我们可以方便地把 string 转换成 hex digits，然后把 hex digits 再转换回原来的 string。

def str_to_chunks(msg, chunk_size):
    msg_bytes = bytes(msg, "utf-8")
    # 填补 0
    hex_str = "".join([f"{b:02x}" for b in msg_bytes])
    num_chunks = len(hex_str) // chunk_size
    chunk_list = []
    # 分块
    for i in range(
        0, num_chunks * chunk_size + 1, chunk_size
    ):
        chunk_list.append(hex_str[i : i + chunk_size])
    chunk_list = [
        eval("0x" + x) for x in chunk_list if x
    ]
    return chunk_list


def chunks_to_str(chunk_list, chunk_size):
    hex_list = []
    for chunk in chunk_list:
        hex_str = hex(chunk)[2:]
        clen = len(hex_str)
        hex_list.append(
            "0" * ((chunk_size - clen) % 2) + hex_str
        )

═══

**任务**
A. 把阅读摘录里的这句话译成英文："我们可以方便地把 string 转换成 hex digits，然后把 hex digits 再转换回原来的 string。"
B. 请原样照录阅读摘录中从"num_chunks = len(hex_str)"一直到"i + chunk_size])"的那一段。

**素材摘录**

═══

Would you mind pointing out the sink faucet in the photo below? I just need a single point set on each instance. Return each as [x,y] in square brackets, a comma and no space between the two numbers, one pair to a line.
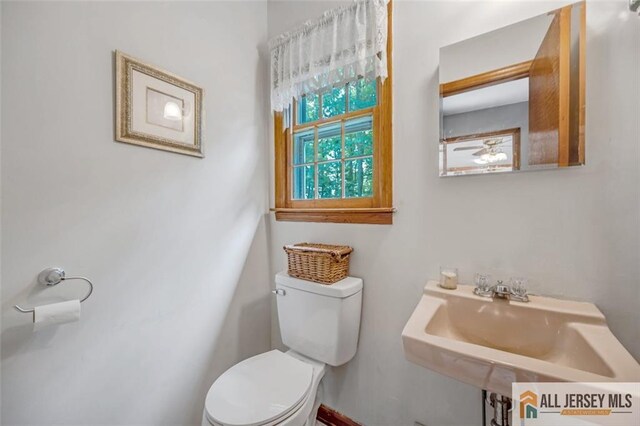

═══

**解答**
A. We can easily convert a string into hex digits and then convert the hex digits back into the original string.

B.
num_chunks = len(hex_str) // chunk_size
    chunk_list = []
    # 分块
    for i in range(
        0, num_chunks * chunk_size + 1, chunk_size
    ):
        chunk_list.append(hex_str[i : i + chunk_size])